# [What to produce]
Without the pictures, output the records below word for word.

# [Data extract]
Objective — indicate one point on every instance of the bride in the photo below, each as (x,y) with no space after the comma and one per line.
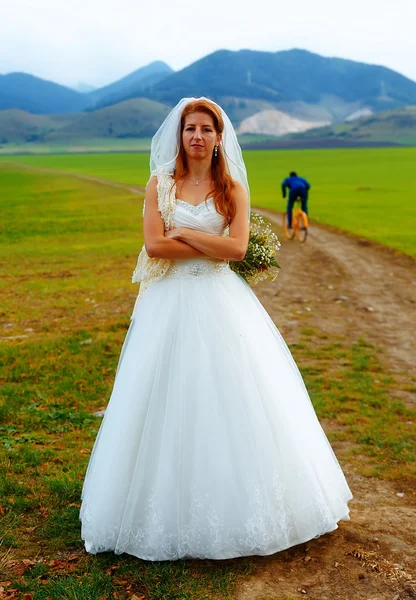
(209,446)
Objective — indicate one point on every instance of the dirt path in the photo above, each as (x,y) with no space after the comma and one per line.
(347,286)
(343,285)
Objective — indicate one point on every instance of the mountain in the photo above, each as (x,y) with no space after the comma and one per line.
(130,86)
(135,118)
(396,126)
(84,88)
(38,96)
(293,81)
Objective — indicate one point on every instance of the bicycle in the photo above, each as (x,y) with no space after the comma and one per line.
(300,223)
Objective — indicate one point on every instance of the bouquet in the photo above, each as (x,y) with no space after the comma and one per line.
(260,260)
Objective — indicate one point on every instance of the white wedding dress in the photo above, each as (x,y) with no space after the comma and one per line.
(209,446)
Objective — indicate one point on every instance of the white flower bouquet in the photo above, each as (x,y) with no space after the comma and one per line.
(260,260)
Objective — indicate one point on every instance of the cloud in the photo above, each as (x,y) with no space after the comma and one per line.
(98,41)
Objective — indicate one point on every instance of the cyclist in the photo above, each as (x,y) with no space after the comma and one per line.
(298,188)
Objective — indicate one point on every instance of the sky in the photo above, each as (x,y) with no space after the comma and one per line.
(99,41)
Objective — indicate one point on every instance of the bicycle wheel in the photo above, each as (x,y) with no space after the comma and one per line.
(302,226)
(289,233)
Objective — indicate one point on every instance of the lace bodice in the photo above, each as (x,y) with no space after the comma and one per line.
(206,219)
(202,217)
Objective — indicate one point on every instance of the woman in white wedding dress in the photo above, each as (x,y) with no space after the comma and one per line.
(209,446)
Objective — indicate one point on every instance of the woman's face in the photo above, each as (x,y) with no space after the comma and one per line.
(199,136)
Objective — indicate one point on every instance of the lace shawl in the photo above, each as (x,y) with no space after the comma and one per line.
(150,269)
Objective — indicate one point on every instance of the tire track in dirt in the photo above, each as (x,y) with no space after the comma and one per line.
(344,285)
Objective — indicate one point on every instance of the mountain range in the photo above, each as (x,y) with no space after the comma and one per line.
(266,93)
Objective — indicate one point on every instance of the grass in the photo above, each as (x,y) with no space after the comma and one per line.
(369,192)
(68,250)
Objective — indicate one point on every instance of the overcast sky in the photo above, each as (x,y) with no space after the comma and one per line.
(100,41)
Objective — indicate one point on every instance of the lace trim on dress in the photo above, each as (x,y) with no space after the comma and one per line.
(195,209)
(270,525)
(150,269)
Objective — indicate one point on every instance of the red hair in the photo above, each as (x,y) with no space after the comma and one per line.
(223,183)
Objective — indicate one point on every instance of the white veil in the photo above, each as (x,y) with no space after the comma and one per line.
(166,143)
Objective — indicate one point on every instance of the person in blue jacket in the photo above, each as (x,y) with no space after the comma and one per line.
(298,188)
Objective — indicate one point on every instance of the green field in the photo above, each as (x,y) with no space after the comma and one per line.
(369,192)
(67,252)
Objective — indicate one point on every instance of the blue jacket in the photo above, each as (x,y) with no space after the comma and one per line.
(295,184)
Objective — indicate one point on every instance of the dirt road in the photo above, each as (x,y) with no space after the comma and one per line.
(347,286)
(350,287)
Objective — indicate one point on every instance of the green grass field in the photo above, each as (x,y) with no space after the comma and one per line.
(369,192)
(68,248)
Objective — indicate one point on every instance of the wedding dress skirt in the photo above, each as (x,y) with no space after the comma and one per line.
(209,446)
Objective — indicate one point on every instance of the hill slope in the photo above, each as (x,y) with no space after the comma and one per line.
(139,117)
(130,86)
(393,126)
(38,96)
(287,77)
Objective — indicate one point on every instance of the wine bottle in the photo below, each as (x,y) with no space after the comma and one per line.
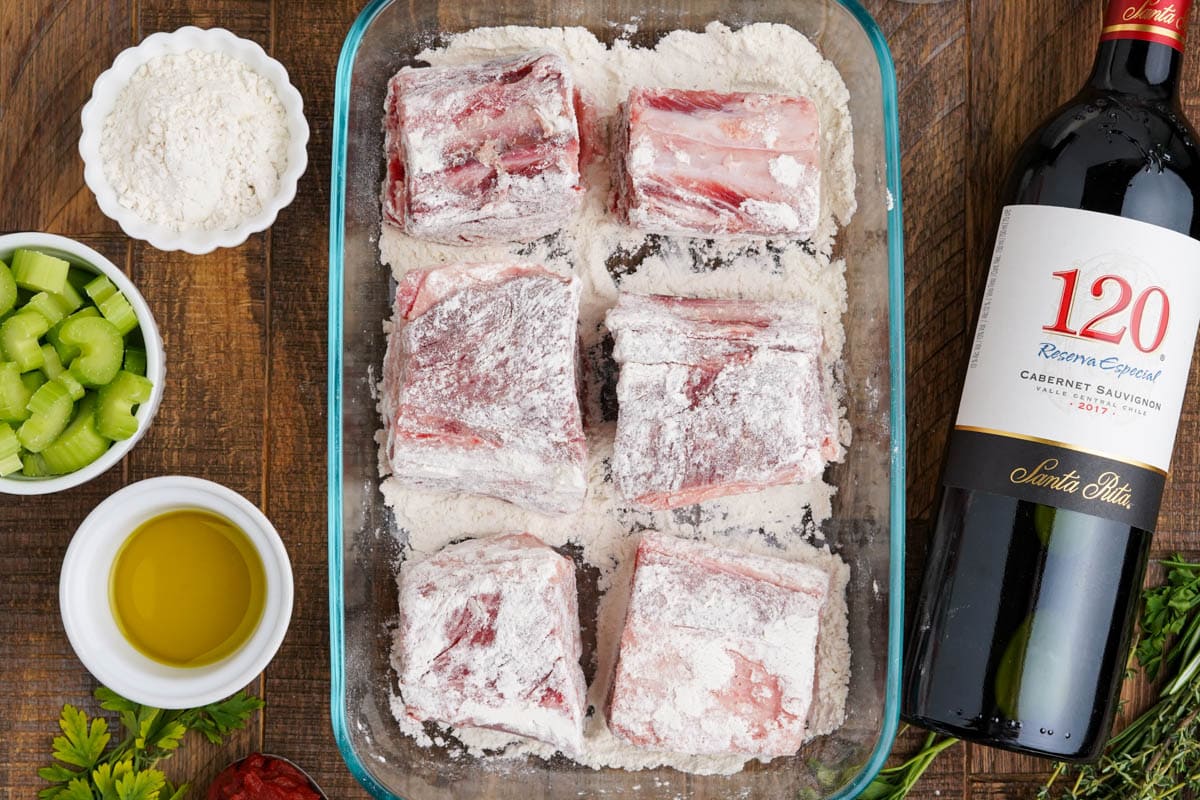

# [Completed task]
Objective — indicate one point on every instance of the bride in the photo below, each as (x,y) with no space after the comma and one per line.
(209,446)
Objective — indicate one point on every instance of the dirt path in the photo above, each as (x,y) with no space after the comma and one per line.
(347,286)
(343,285)
Objective — indicate one point on every instance of the mountain in the photo above, each as (x,y) with no space after the comma and one per line.
(130,86)
(135,118)
(396,126)
(84,88)
(38,96)
(293,81)
Objective — indicate one point on every instance of the bicycle in the photo above, each as (x,y) with no space after the comma and one per line.
(300,223)
Objective — indicate one point on every instance of the bouquet in the photo above, each as (x,y) with no space after the comma and one per line.
(260,260)
Objective — indicate one point on every instance of the white wedding dress in the photo above, each as (x,y) with no space after the comma and one per line.
(209,446)
Objective — indicate one point on every instance of the white flower bouquet in the photo above, each as (x,y) with no space after the comma and one per line.
(260,260)
Objective — indicate one point on every instance of the cloud in the photo above, each as (x,y) with no space after the comma and one per line.
(98,41)
Objective — indicate one point on every instance of the cyclist in the photo above, each as (x,y) with no space after the comma and one per line.
(298,188)
Objective — indicate one point on every instance of the sky in the photo above, each as (x,y) with no space after the comma and one per line.
(99,41)
Objective — indicate one point on every instance of the bicycle wheel in the photo above, each as (x,y) with no space after the comma and one per line.
(302,226)
(289,233)
Objective — indicate one point on every instance of the lace bodice in the photo above, each as (x,y) with no space after the comma and one per line.
(206,219)
(202,217)
Objective — indicate one point on every instance of the woman in white wedding dress in the photo above, each as (x,y) with no space after the comma and one per line.
(209,446)
Objective — indicate one point on every instance of the woman's face in the photo above, each as (x,y) with no space after the comma and one per line.
(199,136)
Objective — indicate one point on every instance of the lace shawl in the photo above, each as (x,y) with no space after the comma and one per line.
(150,269)
Objective — indicate one point on every instance of the tire track in dirt in the photo above, each as (x,y) with no space after the comma and one per line.
(344,285)
Objective — indicate one point on every instance of the mountain range in the photo above, each as (x,y) with no space after the comma and one per line.
(266,93)
Objective — indicate one point on every instance of the grass in the photo above, each as (x,y) with no space after the comma and one per line.
(369,192)
(68,250)
Objective — indicate one point on every instance of the overcast sky in the photo above, each as (x,y) with no space after the comma and one per line.
(100,41)
Objective — indicate one point on every instance of the lace trim on dress in the photo above, each as (x,y) with no space after the comma and one per line.
(195,209)
(270,525)
(150,269)
Objective — indicate one point on every instance of the red hair in the photo above, each as (x,y) with no space after the comma and one per line.
(223,183)
Objective — indicate one point on every instance of the white veil in the photo above, each as (x,y) with no space after the comma and one per line.
(166,143)
Objective — indicate one point on every instance of the person in blue jacket in the photo above, each as (x,y) with no space after the comma and one per line.
(298,188)
Objective — indicate one point on every instance of the green field in the photo above, each as (x,y) with no space after the comma and one per line.
(369,192)
(67,252)
Objective — indicate one point on every instance of the blue jacket in the photo above, each as (x,y) with no space after the comma and one per line.
(295,184)
Objective — indicate one point on every instance of the dirt road in the photo above, each as (x,y) with no space after the comma and one per line.
(347,286)
(350,287)
Objective — indicate one point on every instance of the green grass field in the photo above, each as (x,y) with no space after the comma and one per line.
(369,192)
(68,248)
Objective — indicate one point on every instance of the wedding dress skirt in the photo above, each as (x,y) with no space after the comma and one per line.
(209,446)
Objective — indicate one point on every instance of the hill slope in the photo above, each as (x,y) with no space after the comma and one per line.
(139,117)
(130,86)
(393,126)
(38,96)
(287,77)
Objective — indicate one point on every instance of the wine bottle in the photo below, each as (x,y) with no space after the comma and one per line.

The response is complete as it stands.